--- start INPUT DATA ---

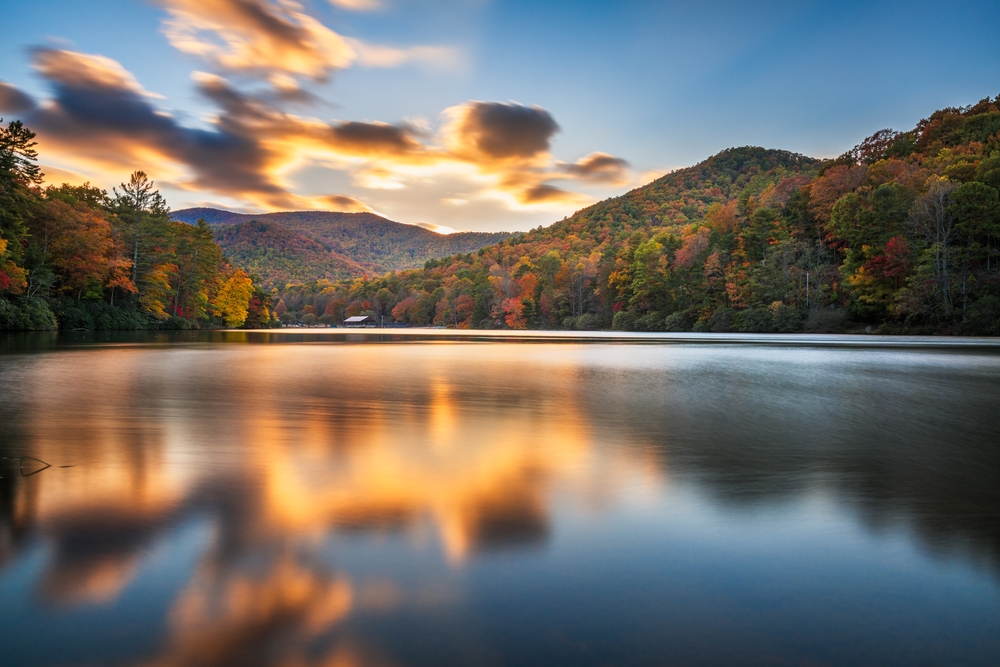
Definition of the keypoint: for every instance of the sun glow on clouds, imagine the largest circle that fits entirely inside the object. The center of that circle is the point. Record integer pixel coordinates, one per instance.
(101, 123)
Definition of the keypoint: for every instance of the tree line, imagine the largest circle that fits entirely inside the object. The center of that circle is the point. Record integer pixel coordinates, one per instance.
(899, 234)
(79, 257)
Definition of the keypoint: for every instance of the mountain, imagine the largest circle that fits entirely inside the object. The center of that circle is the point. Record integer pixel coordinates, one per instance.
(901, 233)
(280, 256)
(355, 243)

--- end INPUT DATA ---
--- start INPUT DATA ---

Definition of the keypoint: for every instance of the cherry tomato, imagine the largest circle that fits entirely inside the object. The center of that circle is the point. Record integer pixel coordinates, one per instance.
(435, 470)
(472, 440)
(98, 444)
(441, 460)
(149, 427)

--- end INPUT DATA ---

- [SET PROBLEM] Show each line of the records above that contains the string "imagine". Treat uppercase and lowercase as different.

- [EXERCISE ANSWER]
Definition of the keypoint: for every instance of the sun glow on clouds, imagine the largest circle that fits entirely inside the object. The center of that circle is the point. Record integer pixel coordinates, one per instance.
Definition of the keypoint: for every instance of the tree line, imagine the largest circle that fits entirely inside the object. The center of that circle is the point. Record integer pixel coordinates, one per instance.
Definition of the keypoint: for every instance of the mountain, imagine the largest circle that fits entirely inside the object. The center of that circle is the point. Record integer pixel coordinates, one per instance.
Definition of the keypoint: for every instance of the cherry tomato, imagine the largest circle that fits entirely inside the object. The center of that circle is the point. Record integer pixel coordinates, one per instance.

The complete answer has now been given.